Record extracts Start Marker

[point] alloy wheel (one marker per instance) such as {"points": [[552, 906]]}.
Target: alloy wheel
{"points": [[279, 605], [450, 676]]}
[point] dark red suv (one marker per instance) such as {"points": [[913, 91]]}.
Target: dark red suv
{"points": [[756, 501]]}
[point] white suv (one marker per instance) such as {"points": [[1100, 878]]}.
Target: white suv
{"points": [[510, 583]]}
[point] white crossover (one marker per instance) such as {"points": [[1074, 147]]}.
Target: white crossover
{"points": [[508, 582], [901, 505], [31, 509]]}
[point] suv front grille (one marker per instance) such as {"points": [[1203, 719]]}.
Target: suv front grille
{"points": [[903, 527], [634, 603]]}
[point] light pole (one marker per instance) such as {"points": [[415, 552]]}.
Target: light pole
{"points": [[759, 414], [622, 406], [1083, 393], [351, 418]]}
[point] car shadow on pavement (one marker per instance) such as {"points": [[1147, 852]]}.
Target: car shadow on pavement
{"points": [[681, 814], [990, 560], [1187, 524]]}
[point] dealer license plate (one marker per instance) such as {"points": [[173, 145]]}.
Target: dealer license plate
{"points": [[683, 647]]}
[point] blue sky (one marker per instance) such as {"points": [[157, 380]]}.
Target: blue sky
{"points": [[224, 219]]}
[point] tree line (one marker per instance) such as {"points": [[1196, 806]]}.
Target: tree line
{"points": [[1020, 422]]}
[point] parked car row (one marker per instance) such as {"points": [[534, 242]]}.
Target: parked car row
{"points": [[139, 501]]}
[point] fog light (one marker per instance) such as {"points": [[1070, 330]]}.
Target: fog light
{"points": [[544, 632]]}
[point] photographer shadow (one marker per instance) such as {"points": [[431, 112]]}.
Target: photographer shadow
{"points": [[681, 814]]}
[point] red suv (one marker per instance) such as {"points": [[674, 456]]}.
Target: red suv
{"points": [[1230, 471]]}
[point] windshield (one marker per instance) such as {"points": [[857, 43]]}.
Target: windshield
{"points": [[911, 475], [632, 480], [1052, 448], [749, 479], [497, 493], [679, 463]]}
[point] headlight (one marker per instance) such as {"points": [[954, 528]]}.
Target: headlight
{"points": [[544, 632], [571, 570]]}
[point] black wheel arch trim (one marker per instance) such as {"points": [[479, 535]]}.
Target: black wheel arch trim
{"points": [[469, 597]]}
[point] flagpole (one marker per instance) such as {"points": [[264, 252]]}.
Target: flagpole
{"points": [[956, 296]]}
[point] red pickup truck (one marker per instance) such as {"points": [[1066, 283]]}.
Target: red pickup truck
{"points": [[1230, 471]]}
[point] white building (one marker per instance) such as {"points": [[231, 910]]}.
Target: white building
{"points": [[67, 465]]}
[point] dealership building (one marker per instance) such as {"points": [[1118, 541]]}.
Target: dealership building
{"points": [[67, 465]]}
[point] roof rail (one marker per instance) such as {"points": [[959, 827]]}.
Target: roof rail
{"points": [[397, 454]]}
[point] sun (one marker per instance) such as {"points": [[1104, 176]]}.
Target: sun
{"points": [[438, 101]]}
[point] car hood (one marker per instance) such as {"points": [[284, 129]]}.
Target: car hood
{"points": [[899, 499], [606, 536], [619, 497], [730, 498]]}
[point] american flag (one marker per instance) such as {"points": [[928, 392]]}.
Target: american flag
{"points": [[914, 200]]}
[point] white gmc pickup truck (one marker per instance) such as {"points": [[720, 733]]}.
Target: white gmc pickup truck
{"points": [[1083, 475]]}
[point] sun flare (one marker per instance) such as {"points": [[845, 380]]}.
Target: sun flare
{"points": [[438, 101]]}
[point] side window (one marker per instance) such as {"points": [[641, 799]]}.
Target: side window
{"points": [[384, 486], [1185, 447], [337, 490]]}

Record extracts End Marker

**What the task requires**
The full data, transcribed without change, is the expected answer.

**Result of this exercise**
[point] alloy wheel (one marker per instance) such as {"points": [[552, 906]]}.
Target: alloy wheel
{"points": [[279, 605], [450, 676]]}
[point] dark red suv (one marker per instance) such as {"points": [[913, 91]]}.
Target: dark red suv
{"points": [[756, 501]]}
[point] white suv (one marker per instance) such as {"points": [[1100, 878]]}.
Target: white suv
{"points": [[510, 583]]}
[point] white crossover (one marker per instance) such as {"points": [[1074, 147]]}.
Target: white crossover
{"points": [[508, 582], [901, 505], [31, 509]]}
[point] suv front grille (one marker per instance) such as {"points": [[1203, 719]]}.
Target: suv front grille
{"points": [[903, 527], [634, 603]]}
[point] light pole (one marker per instance) such as {"points": [[415, 552]]}.
Target: light pole
{"points": [[759, 414], [622, 406], [1083, 393], [351, 418]]}
[point] car shadow on pavement (one marker per instance) such as {"points": [[1147, 852]]}.
Target: car shadow on pavement
{"points": [[681, 814], [990, 560], [1187, 524]]}
[point] dealer license plate (one marker per instance) such as {"points": [[173, 145]]}.
Target: dealer license plate
{"points": [[683, 647]]}
[point] blue sky (one marker per instance) such as {"points": [[157, 380]]}.
Target: blue sky
{"points": [[224, 219]]}
[point] tree line (one marker per instance) such as {"points": [[1196, 806]]}.
Target: tree line
{"points": [[1020, 422]]}
[point] parked car row (one marker per instance) such as {"points": [[534, 242]]}.
Target: parked car row
{"points": [[139, 501]]}
[point] fog light (one marker per instance) such as {"points": [[1070, 330]]}.
Target: fog light
{"points": [[544, 632]]}
[point] photographer shadow (one marker per instance) such as {"points": [[431, 112]]}.
Target: photographer shadow
{"points": [[681, 814]]}
[point] red suv (one marker per instance) such as {"points": [[674, 456]]}.
Target: red suv
{"points": [[1230, 471]]}
[point] windshield (one marker per instance) such as {"points": [[857, 43]]}.
Target: windshield
{"points": [[911, 475], [632, 480], [1052, 448], [749, 479], [497, 493], [679, 463]]}
[point] headlight (one marker per instance) such as {"points": [[954, 528]]}.
Target: headlight
{"points": [[544, 632], [571, 570]]}
[point] black wheel arch trim (one marker per instance) such as {"points": [[479, 535]]}.
Target: black wheel arch trim
{"points": [[469, 597]]}
[point] flagpole (one marker per instance) such as {"points": [[264, 252]]}.
Target: flagpole
{"points": [[956, 296]]}
[point] red pickup truck (one marker per instance) such as {"points": [[1066, 283]]}.
Target: red pickup truck
{"points": [[1230, 471]]}
[point] white building (one marker per instance) such as {"points": [[231, 910]]}.
Target: white building
{"points": [[67, 465]]}
[point] dealership building (one marker per instance) such as {"points": [[1118, 541]]}.
Target: dealership building
{"points": [[67, 465]]}
[point] roof rail (one marker per instance) such as {"points": [[959, 827]]}.
Target: roof rail
{"points": [[397, 454]]}
[point] sun (one marker per instance) such as {"points": [[1104, 176]]}.
Target: sun
{"points": [[438, 101]]}
[point] car hood (one marker per instance) such as {"points": [[284, 129]]}.
Target: car hood
{"points": [[899, 499], [606, 536], [619, 497], [730, 498]]}
[point] american flag (one marker per instance) such as {"points": [[928, 392]]}.
Target: american flag
{"points": [[914, 200]]}
[point] white gmc pickup truck (one marker per instance) such as {"points": [[720, 733]]}.
Target: white gmc pickup truck
{"points": [[1083, 475]]}
[point] sun flare (one marker per instance) such as {"points": [[845, 380]]}.
Target: sun flare
{"points": [[438, 101]]}
[point] side window (one marker per instance) such as {"points": [[641, 799]]}.
Target: side window
{"points": [[384, 486], [1185, 447], [337, 490]]}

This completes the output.